--- START ---

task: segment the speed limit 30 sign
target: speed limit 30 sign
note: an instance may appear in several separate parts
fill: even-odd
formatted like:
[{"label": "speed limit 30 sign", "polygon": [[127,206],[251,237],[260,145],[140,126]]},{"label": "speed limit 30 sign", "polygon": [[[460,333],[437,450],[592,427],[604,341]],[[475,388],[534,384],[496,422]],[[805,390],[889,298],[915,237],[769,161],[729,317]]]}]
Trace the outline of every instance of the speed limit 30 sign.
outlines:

--- END ---
--- START ---

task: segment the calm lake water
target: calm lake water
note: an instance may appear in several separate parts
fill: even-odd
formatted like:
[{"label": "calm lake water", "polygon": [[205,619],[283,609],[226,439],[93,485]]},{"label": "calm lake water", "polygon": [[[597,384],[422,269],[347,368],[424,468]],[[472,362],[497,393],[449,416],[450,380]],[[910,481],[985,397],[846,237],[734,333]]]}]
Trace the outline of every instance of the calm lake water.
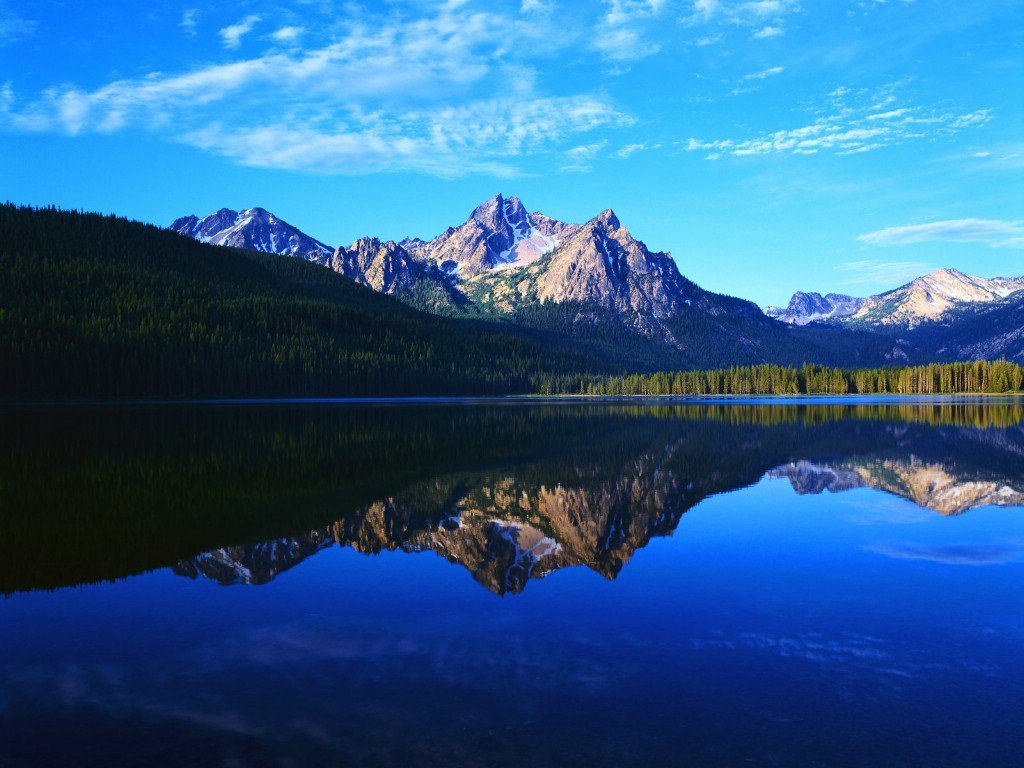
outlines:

--- END ---

TASK DESCRIPTION
Among the records, find every line holding the word "instance" and copy it.

SOLUTION TO THE PROBLEM
note: an instance may appear in several separate parts
Trace the outline of every instance of the speed limit 30 sign.
note: an instance may appear in several separate parts
Trace the outline of every instance of the calm lake water.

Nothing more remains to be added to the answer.